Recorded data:
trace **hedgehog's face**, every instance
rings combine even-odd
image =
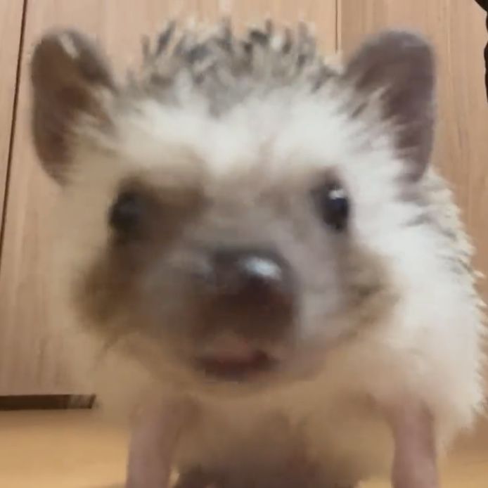
[[[34,136],[65,186],[83,319],[179,380],[314,371],[395,299],[381,236],[415,216],[398,200],[429,158],[432,71],[422,41],[386,34],[315,91],[215,115],[191,91],[118,92],[85,40],[46,38]]]

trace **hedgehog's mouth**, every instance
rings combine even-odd
[[[199,358],[197,367],[205,376],[221,381],[241,382],[269,373],[278,361],[269,353],[255,349],[248,354],[231,357],[218,354]]]

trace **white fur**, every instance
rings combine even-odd
[[[354,195],[358,240],[388,263],[399,294],[393,317],[328,352],[323,371],[312,380],[273,394],[202,398],[206,422],[188,433],[180,457],[225,462],[228,443],[255,434],[267,415],[279,411],[296,424],[306,421],[314,453],[333,477],[356,480],[387,468],[385,453],[391,448],[379,413],[357,397],[366,394],[383,404],[419,399],[434,413],[439,442],[471,425],[483,402],[482,315],[469,274],[457,275],[447,264],[445,253],[456,255],[452,243],[428,227],[405,225],[418,210],[398,198],[404,162],[387,133],[342,115],[340,96],[324,93],[320,103],[296,92],[274,96],[250,98],[218,119],[198,99],[192,109],[147,99],[137,110],[114,117],[117,137],[105,141],[106,155],[80,148],[60,205],[60,288],[68,289],[65,280],[104,245],[107,209],[117,184],[131,172],[157,169],[180,178],[197,165],[207,191],[218,193],[256,165],[270,181],[312,168],[335,169]],[[264,146],[265,161],[259,158]],[[143,390],[150,396],[151,387],[165,391],[165,385],[116,350],[108,349],[100,374],[110,392],[105,397],[130,412]],[[259,445],[276,448],[266,439]]]

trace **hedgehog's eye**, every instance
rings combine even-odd
[[[345,230],[350,213],[346,191],[336,182],[328,182],[312,192],[314,203],[321,219],[335,231]]]
[[[115,231],[128,235],[137,230],[144,210],[143,197],[135,191],[122,192],[110,207],[108,221]]]

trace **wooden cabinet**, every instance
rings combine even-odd
[[[34,43],[53,26],[76,27],[98,39],[122,74],[125,67],[138,62],[142,34],[155,33],[169,17],[214,20],[221,8],[229,8],[239,26],[267,15],[290,23],[299,18],[310,20],[328,53],[337,49],[347,53],[365,34],[386,27],[413,27],[431,38],[437,49],[439,75],[435,162],[453,184],[465,211],[479,250],[477,264],[488,270],[488,226],[484,222],[484,210],[488,208],[488,104],[482,63],[488,35],[474,1],[36,0],[24,6],[20,0],[0,0],[4,39],[0,50],[0,224],[4,215],[0,395],[83,392],[70,374],[70,350],[59,336],[63,312],[50,293],[50,209],[57,188],[39,167],[30,143],[29,63]],[[488,287],[484,289],[488,292]]]
[[[7,3],[20,1],[4,1]],[[267,15],[284,23],[300,17],[314,21],[323,48],[329,53],[335,51],[335,0],[36,0],[27,4],[0,271],[0,395],[84,392],[70,374],[70,350],[59,336],[63,312],[50,293],[50,209],[57,188],[44,174],[30,143],[29,62],[33,44],[53,26],[75,26],[96,36],[122,73],[138,61],[143,34],[157,32],[169,17],[216,19],[224,4],[231,6],[232,16],[241,26]],[[14,30],[20,36],[20,23]],[[15,56],[12,57],[15,64]],[[1,175],[0,172],[0,185]]]
[[[0,0],[0,229],[7,185],[13,113],[22,34],[23,1]],[[0,238],[0,243],[1,238]],[[0,317],[1,323],[1,317]]]

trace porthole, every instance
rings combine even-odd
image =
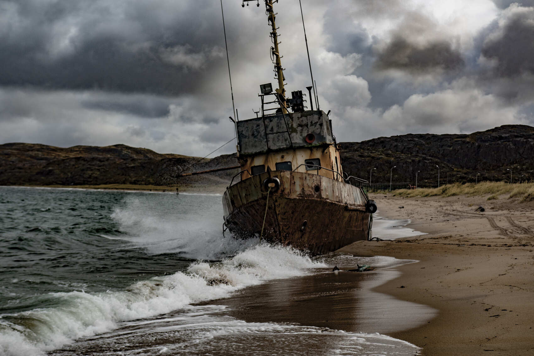
[[[304,231],[306,229],[306,226],[308,226],[308,220],[304,220],[302,222],[302,225],[301,226],[301,231]]]

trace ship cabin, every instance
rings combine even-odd
[[[324,111],[284,113],[279,110],[277,113],[237,121],[235,126],[242,181],[270,169],[344,181],[332,121]]]

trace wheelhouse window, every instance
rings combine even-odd
[[[287,162],[278,162],[275,165],[277,171],[293,171],[293,169],[291,167],[291,162],[289,161]]]
[[[306,164],[306,171],[318,171],[321,169],[321,160],[319,158],[312,158],[304,160]],[[316,167],[319,166],[319,167]]]
[[[265,171],[265,166],[264,165],[260,165],[259,166],[253,166],[250,167],[250,173],[252,173],[252,175],[256,175],[256,174],[261,174]]]

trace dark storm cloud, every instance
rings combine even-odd
[[[534,6],[534,0],[493,0],[493,2],[500,9],[507,9],[514,3],[525,6]]]
[[[199,19],[218,9],[151,2],[3,2],[0,85],[199,91],[224,67],[221,24]]]
[[[89,109],[122,112],[150,118],[167,116],[170,103],[170,100],[161,97],[136,96],[93,98],[82,101],[81,106]]]
[[[482,55],[497,61],[496,74],[514,77],[534,74],[534,11],[516,8],[484,42]]]
[[[376,67],[380,69],[397,69],[410,72],[428,72],[438,68],[457,70],[465,65],[461,55],[450,43],[435,41],[419,46],[396,37],[379,54]]]

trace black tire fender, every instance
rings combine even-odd
[[[368,200],[367,203],[365,204],[365,211],[368,213],[371,213],[371,214],[374,214],[376,212],[376,204],[374,202],[374,200]]]
[[[263,181],[263,188],[265,191],[269,191],[269,184],[274,184],[274,186],[270,187],[271,191],[274,192],[280,189],[280,180],[276,177],[269,177]]]

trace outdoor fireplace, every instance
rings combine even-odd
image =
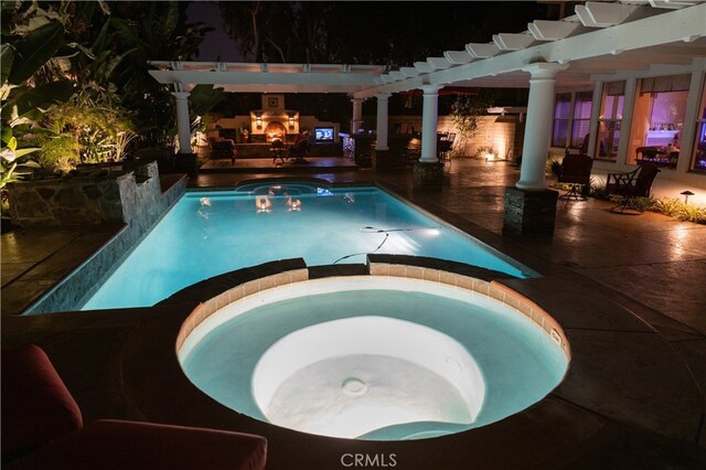
[[[281,122],[274,120],[265,128],[265,135],[267,136],[266,138],[268,143],[277,139],[285,141],[287,129]]]
[[[299,111],[285,109],[284,95],[263,95],[263,109],[250,111],[253,135],[264,135],[269,143],[286,140],[287,135],[299,132]]]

_TASK TO CARRY OUT:_
Return the entries unchanged, save for the pictures, which do not belong in the copy.

_REPLY:_
trace **hedgehog's face**, every instance
rings combine even-odd
image =
[[[34,136],[65,186],[83,319],[179,380],[314,371],[395,299],[381,236],[415,216],[398,200],[429,158],[432,71],[422,41],[386,34],[315,91],[215,115],[191,91],[118,92],[85,40],[46,38]]]

trace **hedgehog's mouth**, every instance
rings combine even-odd
[[[199,358],[197,367],[205,376],[221,381],[241,382],[269,373],[278,361],[269,353],[255,349],[248,354],[231,357],[218,354]]]

trace **white fur**, every instance
rings combine even-odd
[[[354,195],[358,240],[388,263],[399,294],[393,317],[328,352],[323,371],[312,380],[273,394],[202,398],[206,422],[188,433],[180,457],[225,462],[228,443],[255,434],[267,415],[279,411],[296,424],[306,421],[314,453],[333,477],[356,480],[387,468],[385,453],[391,448],[379,413],[357,397],[366,394],[383,404],[419,399],[434,413],[439,442],[471,425],[483,402],[482,315],[469,274],[457,275],[447,264],[445,253],[456,255],[452,243],[428,227],[405,225],[418,210],[398,198],[404,162],[387,133],[342,115],[340,96],[324,93],[320,103],[296,92],[274,96],[250,98],[218,119],[198,99],[192,109],[147,99],[137,110],[114,117],[117,137],[105,141],[106,155],[80,148],[60,205],[60,288],[68,289],[65,280],[104,245],[107,209],[117,184],[131,172],[157,169],[180,178],[197,165],[207,191],[218,193],[256,165],[270,181],[312,168],[335,169]],[[264,146],[265,161],[259,158]],[[143,390],[150,396],[151,387],[165,391],[165,385],[116,350],[108,349],[100,374],[110,392],[105,397],[130,412]],[[259,445],[276,448],[266,439]]]

trace **hedgehog's eye**, every instance
rings combine even-odd
[[[345,230],[350,213],[346,191],[336,182],[328,182],[312,192],[314,203],[321,219],[335,231]]]
[[[115,231],[128,235],[137,230],[144,210],[143,197],[135,191],[122,192],[110,207],[108,221]]]

trace **wooden cabinet**, every instance
rings combine even-odd
[[[34,43],[53,26],[76,27],[98,39],[122,74],[125,67],[138,62],[142,34],[155,33],[169,17],[214,20],[221,8],[229,8],[239,26],[267,15],[290,23],[299,18],[310,20],[328,53],[337,49],[347,53],[365,34],[386,27],[413,27],[431,38],[437,49],[439,75],[435,162],[453,184],[465,211],[479,250],[477,264],[488,270],[488,226],[484,222],[484,210],[488,208],[488,104],[482,63],[488,35],[474,1],[36,0],[24,6],[20,0],[0,0],[4,39],[0,50],[0,224],[4,215],[0,395],[83,392],[70,374],[70,350],[59,336],[63,312],[50,293],[50,209],[57,188],[39,167],[30,143],[29,63]],[[488,287],[484,289],[488,292]]]
[[[7,3],[20,1],[4,1]],[[267,15],[284,23],[300,17],[314,21],[323,48],[329,53],[335,51],[335,0],[36,0],[27,4],[0,271],[0,395],[84,392],[70,374],[70,350],[59,336],[63,312],[50,293],[50,209],[57,188],[44,174],[30,143],[29,62],[33,44],[53,26],[75,26],[96,36],[122,73],[138,61],[143,34],[157,32],[169,17],[216,19],[224,4],[231,6],[232,16],[241,26]],[[14,30],[20,36],[20,23]],[[15,56],[12,57],[15,64]],[[1,175],[0,172],[0,185]]]
[[[0,0],[0,229],[7,185],[13,113],[22,34],[23,1]],[[0,238],[0,243],[1,238]],[[0,317],[1,323],[1,317]]]

trace porthole, every instance
rings combine even-odd
image =
[[[304,231],[306,229],[306,226],[308,226],[308,220],[304,220],[302,222],[302,225],[301,226],[301,231]]]

trace ship cabin, every instance
rings combine even-odd
[[[324,111],[284,113],[279,110],[277,113],[237,121],[235,126],[242,181],[270,169],[344,181],[332,121]]]

trace wheelhouse window, every instance
rings combine even-odd
[[[287,162],[278,162],[275,165],[277,171],[293,171],[293,169],[291,167],[291,162],[289,161]]]
[[[306,164],[306,171],[318,171],[321,169],[321,160],[319,158],[312,158],[304,160]],[[316,167],[319,166],[319,167]]]
[[[265,171],[265,166],[264,165],[260,165],[259,166],[253,166],[250,167],[250,173],[252,173],[252,175],[256,175],[256,174],[261,174]]]

trace dark storm cloud, every instance
rings combine even-odd
[[[534,6],[534,0],[493,0],[493,2],[500,9],[507,9],[514,3],[525,6]]]
[[[199,19],[218,9],[151,2],[3,2],[0,85],[199,91],[224,67],[221,24]]]
[[[89,109],[122,112],[150,118],[167,116],[170,103],[170,100],[161,97],[136,96],[93,98],[82,101],[81,106]]]
[[[482,55],[497,61],[496,74],[514,77],[534,74],[534,11],[516,8],[484,42]]]
[[[376,67],[380,69],[397,69],[410,72],[428,72],[438,68],[457,70],[465,65],[461,55],[450,43],[435,41],[419,46],[396,37],[379,54]]]

trace black tire fender, every instance
rings combine even-odd
[[[368,200],[367,203],[365,204],[365,211],[368,213],[371,213],[371,214],[374,214],[376,212],[376,204],[374,202],[374,200]]]
[[[263,181],[263,188],[265,191],[269,191],[269,184],[274,184],[274,186],[270,187],[271,191],[274,192],[280,189],[280,180],[276,177],[269,177]]]

trace outdoor fireplace, every instance
rings combine even-odd
image =
[[[281,122],[274,120],[265,128],[265,135],[267,136],[266,138],[268,143],[277,139],[285,141],[287,129]]]
[[[299,111],[285,109],[284,95],[263,95],[263,109],[250,111],[253,135],[264,135],[269,143],[286,140],[287,135],[299,132]]]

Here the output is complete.